• _RECORDS FOR THE EXERCISE_

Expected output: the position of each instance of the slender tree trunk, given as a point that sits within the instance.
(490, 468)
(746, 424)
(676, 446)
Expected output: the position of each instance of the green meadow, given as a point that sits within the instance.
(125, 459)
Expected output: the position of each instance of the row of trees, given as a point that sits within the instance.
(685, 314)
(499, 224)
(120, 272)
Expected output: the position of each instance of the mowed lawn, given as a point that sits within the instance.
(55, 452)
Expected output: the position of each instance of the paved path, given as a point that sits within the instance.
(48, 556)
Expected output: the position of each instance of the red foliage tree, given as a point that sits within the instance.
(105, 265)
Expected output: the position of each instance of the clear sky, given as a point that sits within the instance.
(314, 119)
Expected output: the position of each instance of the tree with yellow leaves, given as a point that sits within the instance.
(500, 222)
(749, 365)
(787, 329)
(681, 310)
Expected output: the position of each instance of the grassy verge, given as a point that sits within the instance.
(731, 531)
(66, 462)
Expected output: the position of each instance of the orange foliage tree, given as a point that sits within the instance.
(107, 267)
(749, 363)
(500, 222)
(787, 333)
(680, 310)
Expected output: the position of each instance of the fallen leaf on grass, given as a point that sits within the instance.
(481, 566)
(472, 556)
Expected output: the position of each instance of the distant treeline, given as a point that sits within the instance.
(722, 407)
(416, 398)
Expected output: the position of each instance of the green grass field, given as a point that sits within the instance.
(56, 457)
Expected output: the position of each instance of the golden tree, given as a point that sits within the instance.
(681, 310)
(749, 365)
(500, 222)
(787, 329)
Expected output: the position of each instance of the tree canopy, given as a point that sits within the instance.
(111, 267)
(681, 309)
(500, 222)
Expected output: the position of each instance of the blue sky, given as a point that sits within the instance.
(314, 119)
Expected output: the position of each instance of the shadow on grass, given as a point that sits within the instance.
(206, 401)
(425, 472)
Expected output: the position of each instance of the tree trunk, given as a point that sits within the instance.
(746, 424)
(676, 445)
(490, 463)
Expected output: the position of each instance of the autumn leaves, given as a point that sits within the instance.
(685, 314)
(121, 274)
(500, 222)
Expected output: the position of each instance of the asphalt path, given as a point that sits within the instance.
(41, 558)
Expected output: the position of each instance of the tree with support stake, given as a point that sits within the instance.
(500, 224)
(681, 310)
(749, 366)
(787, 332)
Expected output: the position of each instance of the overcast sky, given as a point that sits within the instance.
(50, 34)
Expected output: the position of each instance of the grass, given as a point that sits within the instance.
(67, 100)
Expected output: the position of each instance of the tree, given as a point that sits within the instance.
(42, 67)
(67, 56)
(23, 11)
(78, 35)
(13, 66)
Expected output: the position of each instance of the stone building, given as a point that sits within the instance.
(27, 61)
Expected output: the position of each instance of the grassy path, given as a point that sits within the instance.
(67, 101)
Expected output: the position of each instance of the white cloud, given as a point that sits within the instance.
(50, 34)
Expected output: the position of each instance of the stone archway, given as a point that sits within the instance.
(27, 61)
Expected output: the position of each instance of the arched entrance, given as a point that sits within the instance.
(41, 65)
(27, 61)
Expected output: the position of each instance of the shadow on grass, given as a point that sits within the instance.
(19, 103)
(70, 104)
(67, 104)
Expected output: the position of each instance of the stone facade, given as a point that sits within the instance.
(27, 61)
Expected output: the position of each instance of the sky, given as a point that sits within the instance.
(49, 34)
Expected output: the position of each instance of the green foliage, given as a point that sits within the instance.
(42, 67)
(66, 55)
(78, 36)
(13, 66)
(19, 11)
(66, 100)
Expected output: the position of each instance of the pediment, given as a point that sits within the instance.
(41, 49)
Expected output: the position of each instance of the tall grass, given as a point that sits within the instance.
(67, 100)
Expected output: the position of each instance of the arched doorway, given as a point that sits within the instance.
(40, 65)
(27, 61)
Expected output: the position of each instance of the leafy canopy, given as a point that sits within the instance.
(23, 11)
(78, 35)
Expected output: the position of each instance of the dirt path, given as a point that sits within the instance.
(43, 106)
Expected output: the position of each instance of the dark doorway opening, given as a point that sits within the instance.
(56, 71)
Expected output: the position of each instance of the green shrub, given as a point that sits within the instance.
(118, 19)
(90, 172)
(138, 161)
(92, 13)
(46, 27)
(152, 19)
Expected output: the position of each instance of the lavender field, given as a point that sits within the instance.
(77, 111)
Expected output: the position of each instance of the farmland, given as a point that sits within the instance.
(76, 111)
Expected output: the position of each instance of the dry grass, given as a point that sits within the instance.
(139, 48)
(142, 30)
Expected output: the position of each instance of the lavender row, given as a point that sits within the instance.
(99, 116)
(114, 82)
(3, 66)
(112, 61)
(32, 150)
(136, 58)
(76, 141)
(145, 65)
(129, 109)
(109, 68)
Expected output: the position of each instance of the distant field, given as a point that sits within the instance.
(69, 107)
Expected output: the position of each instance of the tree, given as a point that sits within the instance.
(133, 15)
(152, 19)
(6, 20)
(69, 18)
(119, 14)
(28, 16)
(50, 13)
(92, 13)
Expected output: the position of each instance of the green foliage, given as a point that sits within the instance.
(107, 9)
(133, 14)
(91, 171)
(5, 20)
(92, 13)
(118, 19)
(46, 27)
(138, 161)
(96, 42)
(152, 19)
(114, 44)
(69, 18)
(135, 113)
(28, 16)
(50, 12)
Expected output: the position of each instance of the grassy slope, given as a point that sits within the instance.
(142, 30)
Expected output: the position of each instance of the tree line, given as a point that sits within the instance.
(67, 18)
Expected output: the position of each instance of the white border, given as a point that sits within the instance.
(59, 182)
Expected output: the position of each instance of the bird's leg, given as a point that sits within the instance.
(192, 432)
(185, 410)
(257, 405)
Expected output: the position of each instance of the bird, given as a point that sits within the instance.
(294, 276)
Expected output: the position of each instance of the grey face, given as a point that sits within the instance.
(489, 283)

• _PROBLEM DETAILS_
Output the records above in their entirety, exactly.

• _CORRECT RESULT_
Expected output: the position of each instance of the slender tree trunk, given as a point that sits within the instance.
(490, 468)
(746, 424)
(676, 446)
Expected output: the position of each instance of the green meadow, given as a point that sits within the instance.
(125, 459)
Expected output: the position of each instance of the row of trees, given as a point that sits within the instance.
(685, 314)
(499, 224)
(120, 272)
Expected output: the position of each instance of the mowed lawn, given as a point that sits within the instance.
(55, 452)
Expected output: the position of each instance of the paved path, given as a point that sits within the instance.
(48, 556)
Expected output: the position of each instance of the red foliage tree, given as a point that sits within the instance.
(105, 265)
Expected output: the position of each instance of the clear sky, given as a point that sits within the instance.
(314, 119)
Expected output: the position of each instance of the tree with yellow leaves, given as a point that sits within the instance.
(500, 222)
(749, 365)
(787, 329)
(681, 310)
Expected output: the position of each instance of the grassy verge, given as a point that sits within the instance.
(731, 531)
(66, 462)
Expected output: the position of each instance of the orange foliage tree, given as a point that sits within the instance.
(107, 267)
(749, 363)
(500, 222)
(787, 333)
(680, 310)
Expected output: the position of each instance of the fallen leaf on grass, given as a point that sits within the instance.
(481, 566)
(472, 556)
Expected output: the position of each instance of the distant treeline, given as a point that sits within the instance.
(722, 407)
(416, 398)
Expected output: the position of each instance of the green grass field, given as a point that sits within the instance.
(56, 457)
Expected output: the position of each instance of the golden tree, given as a point that sits within the instance.
(681, 310)
(749, 365)
(500, 222)
(787, 329)
Expected output: the position of each instance of the tree canopy, given as a point that sits within the instance.
(111, 267)
(681, 309)
(500, 222)
Expected output: the position of each instance of the blue sky, given as a point that sits within the instance.
(314, 119)
Expected output: the position of each instance of the shadow on grass, given as a point that sits within the instance.
(206, 401)
(425, 472)
Expected output: the position of each instance of the tree trunk, given as a point that sits within the instance.
(746, 424)
(676, 445)
(490, 463)
Expected output: the position of each instance of the autumn leaves, given as a point that sits within the instance.
(685, 314)
(121, 274)
(500, 222)
Expected output: the position of each instance of the asphalt path, given as a point that sits within the instance.
(41, 558)
Expected output: the position of each instance of the tree with support stake, given as a point that sits within the instance.
(500, 224)
(681, 310)
(749, 366)
(787, 332)
Expected output: the position of each instance of the overcast sky, given as a point that sits within the instance.
(50, 34)
Expected output: the position of each instance of the grass, given as a point that sits within the instance.
(67, 100)
Expected output: the position of each instance of the tree, given as a point that sits within the instance.
(42, 67)
(67, 56)
(23, 11)
(78, 35)
(13, 66)
Expected output: the position of each instance of the stone building, given as a point that sits within the instance.
(27, 61)
Expected output: the position of each instance of the grassy path, given as a point that sits within the instance.
(67, 101)
Expected output: the position of each instance of the white cloud, given as a point that sits within the instance.
(50, 34)
Expected output: the position of each instance of the stone archway, given as a point that sits within the instance.
(27, 61)
Expected output: the position of each instance of the arched entrance, given as a point that sits within the instance.
(41, 65)
(27, 61)
Expected output: the position of each instance of the shadow on grass, given as a point that sits within the instance.
(19, 103)
(70, 104)
(67, 104)
Expected output: the position of each instance of the stone facade, given as a point that sits within the instance.
(27, 61)
Expected output: the position of each instance of the sky, given as a point that sits within the instance.
(49, 34)
Expected output: the position of each instance of the green foliage, given as a point that sits within the instance.
(42, 67)
(66, 55)
(78, 36)
(13, 66)
(19, 11)
(66, 100)
Expected output: the position of each instance of the pediment, given as a point that sits within the instance.
(41, 49)
Expected output: the position of each instance of the tall grass, given as a point that sits within the instance.
(67, 100)
Expected output: the position of each instance of the arched doorway, given as a point that sits within the instance.
(40, 65)
(27, 61)
Expected output: the position of each instance of the leafy canopy, given as a point that sits within the instance.
(23, 11)
(78, 35)
Expected output: the position of each instance of the dirt path, given as a point that sits within the instance.
(43, 106)
Expected output: the position of each instance of the dark doorway opening, given as a point that sits within the instance.
(56, 71)
Expected output: the position of each instance of the green shrub, given as a point that sits within the instance.
(118, 19)
(90, 172)
(138, 161)
(92, 13)
(46, 27)
(152, 19)
Expected output: the position of each instance of the lavender field, given as a point that sits within the instance.
(77, 111)
Expected output: the position of each instance of the farmland, given as a point that sits within the instance.
(76, 111)
Expected output: the position of each instance of the dry grass, given as a point that sits within the instance.
(139, 48)
(142, 30)
Expected output: the position of each instance of the lavender row, given as a point that sits within the instance.
(99, 116)
(114, 82)
(3, 66)
(112, 61)
(32, 150)
(136, 58)
(76, 141)
(145, 65)
(129, 109)
(109, 68)
Expected output: the position of each instance of the distant field, given as a point that sits within the instance.
(69, 107)
Expected output: the position of each instance of the tree, given as a point that sits within the instance.
(133, 15)
(152, 19)
(6, 20)
(69, 18)
(119, 14)
(28, 16)
(50, 13)
(92, 13)
Expected output: the position of each instance of the green foliage, given as a point that sits within the instance.
(107, 9)
(133, 14)
(91, 171)
(5, 20)
(92, 13)
(118, 19)
(46, 27)
(138, 161)
(96, 42)
(152, 19)
(114, 44)
(69, 18)
(135, 113)
(28, 16)
(50, 12)
Expected output: the position of each instance of the grassy slope, given as a point that sits within the instance.
(142, 30)
Expected output: the position of each instance of the tree line, given as a point that sits within the instance.
(67, 18)
Expected output: the position of each instance of the white border, given as a point that sits within the instance.
(59, 182)
Expected output: the position of each instance of the bird's leg, given as a point that sits within the instance.
(192, 432)
(185, 410)
(257, 405)
Expected output: the position of each instance of the bird, given as a point that sits within the instance.
(294, 276)
Expected output: the position of each instance of the grey face, given as a point that sits within the instance.
(489, 283)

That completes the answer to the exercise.